Task inputs -
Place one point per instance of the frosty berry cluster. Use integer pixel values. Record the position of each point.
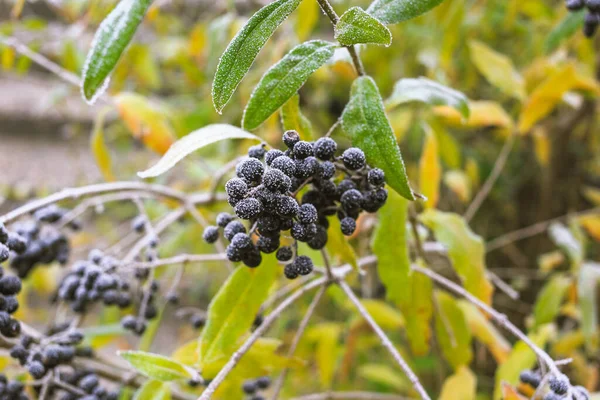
(295, 191)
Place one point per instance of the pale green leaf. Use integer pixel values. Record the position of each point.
(394, 11)
(429, 92)
(284, 79)
(192, 142)
(365, 121)
(111, 39)
(245, 46)
(356, 26)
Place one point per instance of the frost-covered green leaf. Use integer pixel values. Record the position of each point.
(365, 121)
(356, 26)
(429, 92)
(111, 39)
(245, 46)
(394, 11)
(158, 367)
(284, 79)
(192, 142)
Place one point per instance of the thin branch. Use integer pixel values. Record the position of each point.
(233, 361)
(385, 341)
(501, 319)
(491, 180)
(299, 333)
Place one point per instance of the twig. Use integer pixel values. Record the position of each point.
(385, 340)
(299, 333)
(233, 361)
(501, 319)
(491, 180)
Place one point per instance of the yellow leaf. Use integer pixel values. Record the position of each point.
(430, 171)
(99, 148)
(497, 69)
(462, 385)
(146, 121)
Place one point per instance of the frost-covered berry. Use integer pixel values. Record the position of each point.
(325, 148)
(376, 177)
(248, 208)
(233, 228)
(211, 234)
(290, 138)
(286, 206)
(302, 150)
(236, 188)
(348, 226)
(284, 254)
(276, 181)
(272, 155)
(257, 152)
(285, 165)
(354, 159)
(307, 214)
(250, 170)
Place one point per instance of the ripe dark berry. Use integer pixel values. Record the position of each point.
(272, 155)
(285, 165)
(325, 148)
(211, 234)
(284, 254)
(354, 159)
(257, 152)
(290, 138)
(303, 265)
(223, 219)
(236, 188)
(248, 208)
(233, 228)
(276, 181)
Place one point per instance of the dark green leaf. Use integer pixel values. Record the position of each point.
(284, 79)
(394, 11)
(245, 46)
(356, 26)
(113, 35)
(365, 121)
(429, 92)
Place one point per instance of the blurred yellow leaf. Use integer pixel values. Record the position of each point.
(497, 69)
(462, 385)
(146, 121)
(430, 171)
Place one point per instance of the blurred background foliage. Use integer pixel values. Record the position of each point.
(531, 78)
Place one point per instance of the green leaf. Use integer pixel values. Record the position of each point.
(245, 46)
(365, 121)
(232, 311)
(293, 119)
(356, 26)
(429, 92)
(192, 142)
(550, 299)
(153, 390)
(567, 28)
(157, 367)
(112, 37)
(284, 79)
(394, 11)
(466, 250)
(452, 331)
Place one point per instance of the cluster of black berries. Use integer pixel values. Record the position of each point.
(11, 390)
(265, 195)
(592, 17)
(41, 356)
(252, 387)
(559, 386)
(94, 280)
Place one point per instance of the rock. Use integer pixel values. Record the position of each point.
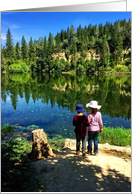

Task goal - Please repeat all of the entries above word for word, but drop any pictures.

Exercise solution -
Place one point per instance of the frosty berry cluster. Use integer pixel values. Record the position of each point.
(295, 191)
Place one point per instance of the pale green leaf. Use integer pixel values. Record the position of each point.
(394, 11)
(429, 92)
(284, 79)
(192, 142)
(365, 121)
(111, 39)
(245, 46)
(356, 26)
Place one point per instance of the frost-covered green leaf. Use integer pixel values. Record the position of each point.
(365, 121)
(356, 26)
(429, 92)
(111, 39)
(245, 46)
(394, 11)
(158, 367)
(284, 79)
(192, 142)
Place one point per instance of the thin branch. Use integer pixel values. Record the position of each point.
(233, 361)
(385, 341)
(501, 319)
(491, 180)
(299, 333)
Place one point per instance of the twig. Use integer pixel values. Record the position of each point.
(385, 340)
(299, 333)
(233, 361)
(501, 319)
(491, 180)
Place one point per instance of the yellow leaf. Use integer pixel values. Record the position of each point.
(430, 171)
(99, 148)
(497, 69)
(462, 385)
(146, 121)
Place one point per instance of the frost-covered berry. Use integer pixel values. Record the position of each point.
(325, 148)
(376, 177)
(248, 208)
(233, 228)
(211, 234)
(290, 138)
(286, 206)
(302, 150)
(236, 188)
(348, 226)
(284, 254)
(276, 181)
(272, 155)
(257, 152)
(285, 165)
(354, 159)
(307, 214)
(250, 170)
Place one point per instance of the ripe dark berry. Use integer pixel values. Record the position of each point.
(272, 155)
(285, 165)
(325, 148)
(211, 234)
(284, 254)
(354, 159)
(257, 152)
(290, 138)
(303, 265)
(223, 219)
(236, 188)
(248, 208)
(233, 228)
(276, 181)
Place one point per instance of the dark green leaf. Use integer pixel values. Record the position of each point.
(284, 79)
(394, 11)
(245, 46)
(356, 26)
(113, 35)
(365, 121)
(429, 92)
Place one point per instance of the blurred yellow leaf. Use integer pixel values. Record the position of each point.
(497, 69)
(462, 385)
(146, 121)
(430, 171)
Place one point per instance of the blurred background foliage. Use integer pixel values. Record the position of each point.
(531, 78)
Place one point per instance of the green leaf. Use integer pixel values. Record the position of each point.
(245, 46)
(365, 121)
(232, 311)
(293, 119)
(356, 26)
(429, 92)
(192, 142)
(550, 299)
(153, 390)
(567, 28)
(157, 367)
(112, 37)
(284, 79)
(394, 11)
(466, 250)
(452, 331)
Place one point per instance of the cluster of black berries. Use integer pixel values. Record the position of each point.
(11, 390)
(265, 195)
(592, 17)
(41, 356)
(252, 387)
(559, 386)
(94, 280)
Place one point per instance of the rock. Use integer pixel values. Record the position of each point.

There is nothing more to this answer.